| Task requirements |
Rewrite the entries from the line with "Make sure each instance of the tall hedge" up to and including the line with "(1261, 107)", changing every "integer pixel coordinates" to "whole-number pixel coordinates" and leaving everything else unchanged.
--- Data entries ---
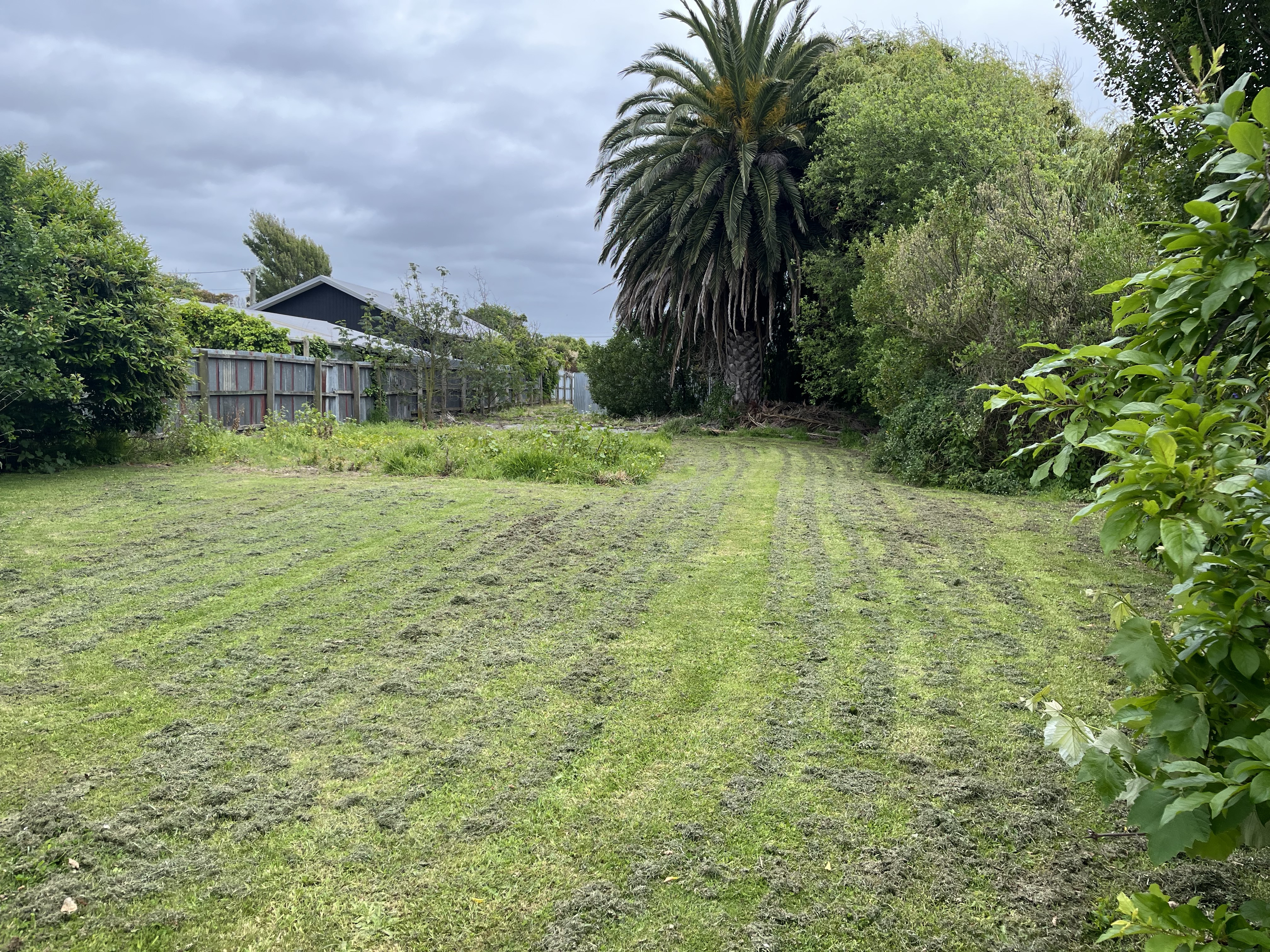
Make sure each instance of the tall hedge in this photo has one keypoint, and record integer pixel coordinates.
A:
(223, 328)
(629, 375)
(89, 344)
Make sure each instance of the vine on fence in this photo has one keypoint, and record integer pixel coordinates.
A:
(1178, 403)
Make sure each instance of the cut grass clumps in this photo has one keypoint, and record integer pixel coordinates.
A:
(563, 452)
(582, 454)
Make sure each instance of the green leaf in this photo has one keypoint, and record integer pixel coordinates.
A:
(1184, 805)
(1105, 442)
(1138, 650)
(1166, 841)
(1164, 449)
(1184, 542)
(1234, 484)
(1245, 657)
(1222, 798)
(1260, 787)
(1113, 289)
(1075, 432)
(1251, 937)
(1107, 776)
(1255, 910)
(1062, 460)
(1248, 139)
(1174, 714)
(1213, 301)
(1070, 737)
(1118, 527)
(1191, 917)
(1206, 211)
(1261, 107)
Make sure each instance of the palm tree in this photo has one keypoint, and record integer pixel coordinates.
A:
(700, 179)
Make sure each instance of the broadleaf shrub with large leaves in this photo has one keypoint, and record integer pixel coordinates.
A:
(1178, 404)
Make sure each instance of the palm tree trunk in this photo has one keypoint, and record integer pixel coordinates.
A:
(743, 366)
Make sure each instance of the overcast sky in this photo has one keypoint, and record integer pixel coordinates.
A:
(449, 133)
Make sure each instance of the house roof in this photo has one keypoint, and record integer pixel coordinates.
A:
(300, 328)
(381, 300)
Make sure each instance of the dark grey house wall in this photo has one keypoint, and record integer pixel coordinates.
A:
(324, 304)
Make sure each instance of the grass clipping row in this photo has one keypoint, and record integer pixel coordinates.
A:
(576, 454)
---
--- Data entries ---
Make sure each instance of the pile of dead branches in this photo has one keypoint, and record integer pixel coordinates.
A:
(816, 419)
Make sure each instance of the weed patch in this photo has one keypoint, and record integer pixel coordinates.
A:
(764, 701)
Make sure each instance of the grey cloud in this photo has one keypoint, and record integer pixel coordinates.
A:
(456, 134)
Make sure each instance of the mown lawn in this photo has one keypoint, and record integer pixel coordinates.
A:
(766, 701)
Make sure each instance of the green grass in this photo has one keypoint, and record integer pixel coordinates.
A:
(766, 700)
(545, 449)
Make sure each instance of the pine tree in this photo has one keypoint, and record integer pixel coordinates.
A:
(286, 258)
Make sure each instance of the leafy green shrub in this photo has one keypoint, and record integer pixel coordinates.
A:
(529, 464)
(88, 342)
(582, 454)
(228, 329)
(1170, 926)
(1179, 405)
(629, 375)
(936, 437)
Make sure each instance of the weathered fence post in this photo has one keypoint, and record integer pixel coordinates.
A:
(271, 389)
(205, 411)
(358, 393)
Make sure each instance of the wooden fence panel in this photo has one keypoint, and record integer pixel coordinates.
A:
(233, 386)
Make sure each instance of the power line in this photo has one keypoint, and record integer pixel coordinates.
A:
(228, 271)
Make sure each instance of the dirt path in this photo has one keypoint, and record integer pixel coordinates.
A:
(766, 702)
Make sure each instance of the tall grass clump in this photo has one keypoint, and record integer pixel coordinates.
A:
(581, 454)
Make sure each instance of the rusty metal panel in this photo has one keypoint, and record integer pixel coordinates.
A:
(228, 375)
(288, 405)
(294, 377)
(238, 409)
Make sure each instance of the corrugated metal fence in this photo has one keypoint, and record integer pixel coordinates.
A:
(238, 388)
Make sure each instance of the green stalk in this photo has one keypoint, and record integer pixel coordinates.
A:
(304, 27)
---
| Answer to the exercise |
Make sure each instance of the tall hedge in this photo has one keypoint, and record whole-number pixel coordinates.
A:
(223, 328)
(629, 375)
(89, 344)
Make sure each instance of the vine on fence in this photo has one keypoint, and record whole-number pixel coordinates.
A:
(1178, 403)
Make sure each instance of the cut grass clumps in this photo has one keypoint, and record whole-number pixel coordinates.
A:
(563, 452)
(582, 454)
Make sure each instance of the green leaf in this photo has one keypoint, and record whole-number pixel coordinates.
A:
(1184, 805)
(1105, 442)
(1138, 650)
(1166, 841)
(1164, 449)
(1184, 542)
(1234, 484)
(1245, 657)
(1222, 798)
(1260, 787)
(1113, 289)
(1075, 432)
(1251, 937)
(1107, 776)
(1255, 910)
(1062, 460)
(1248, 139)
(1174, 714)
(1213, 301)
(1070, 737)
(1118, 527)
(1191, 917)
(1206, 211)
(1261, 107)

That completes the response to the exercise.